BEGIN Data shown

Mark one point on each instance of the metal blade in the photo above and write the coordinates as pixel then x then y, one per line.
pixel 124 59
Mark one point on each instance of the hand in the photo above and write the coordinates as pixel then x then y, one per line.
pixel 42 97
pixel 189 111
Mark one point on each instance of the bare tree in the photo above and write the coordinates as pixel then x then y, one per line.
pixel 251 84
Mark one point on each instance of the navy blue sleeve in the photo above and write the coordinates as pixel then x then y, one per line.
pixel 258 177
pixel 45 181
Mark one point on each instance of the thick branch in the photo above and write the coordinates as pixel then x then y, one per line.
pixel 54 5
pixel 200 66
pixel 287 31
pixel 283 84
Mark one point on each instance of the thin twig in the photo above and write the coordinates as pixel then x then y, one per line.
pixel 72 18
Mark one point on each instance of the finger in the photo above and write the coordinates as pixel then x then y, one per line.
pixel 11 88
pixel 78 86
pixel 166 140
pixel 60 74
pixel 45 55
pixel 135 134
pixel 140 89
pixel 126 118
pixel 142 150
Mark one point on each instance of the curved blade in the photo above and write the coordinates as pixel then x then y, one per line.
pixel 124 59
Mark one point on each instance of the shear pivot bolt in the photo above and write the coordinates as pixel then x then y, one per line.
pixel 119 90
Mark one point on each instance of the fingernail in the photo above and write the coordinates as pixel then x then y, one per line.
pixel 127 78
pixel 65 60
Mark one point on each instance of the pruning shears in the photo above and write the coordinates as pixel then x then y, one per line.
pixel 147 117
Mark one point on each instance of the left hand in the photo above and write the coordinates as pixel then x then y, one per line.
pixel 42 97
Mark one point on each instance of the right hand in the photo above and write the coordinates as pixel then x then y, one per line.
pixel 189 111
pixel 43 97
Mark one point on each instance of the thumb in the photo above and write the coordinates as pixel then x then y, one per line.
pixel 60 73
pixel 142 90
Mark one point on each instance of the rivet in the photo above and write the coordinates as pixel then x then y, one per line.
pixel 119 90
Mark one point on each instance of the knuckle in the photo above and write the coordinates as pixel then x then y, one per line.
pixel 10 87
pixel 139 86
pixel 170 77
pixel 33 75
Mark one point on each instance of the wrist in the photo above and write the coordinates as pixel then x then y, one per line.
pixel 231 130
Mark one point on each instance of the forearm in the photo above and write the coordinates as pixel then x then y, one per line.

END Data shown

> What you need to do: For the lines from the one containing "Mark one point on each instance of the fingernail" through the end of the listing above, output each exactly and leave out the rest.

> Written solution:
Mark one point on each instance of the fingernail in the photo above and write the coordinates as pixel then x then y, one per line.
pixel 127 78
pixel 65 60
Mark one point on each instance of the pruning shears in the photo above and write the coordinates as pixel then x then y, one per line.
pixel 147 117
Mark one point on each instance of the left hand in the photo above and write the coordinates as pixel then x then y, one per line.
pixel 42 97
Mark one point on each instance of the right hand in the photo above and write the coordinates as pixel then x then y, one per line.
pixel 189 111
pixel 43 97
Mark one point on each instance of the thumb in the photo above and write the coordinates as pixel then x then y, one per line.
pixel 60 73
pixel 142 90
Mark one point on each instance of the rivet in the photo above and write the coordinates as pixel then x then y, one per line.
pixel 119 90
Mark one point on each instance of the knuckle in the photo above and write the coordinates as pixel then x then y, one per line.
pixel 10 87
pixel 139 86
pixel 170 77
pixel 33 75
Mark one point on each instance of the wrist in the photo above and write the coordinates as pixel then x then y, one per line.
pixel 231 130
Mark one point on each instance of the forearm in the photo above and write the coordinates as pixel then x then y, one per line.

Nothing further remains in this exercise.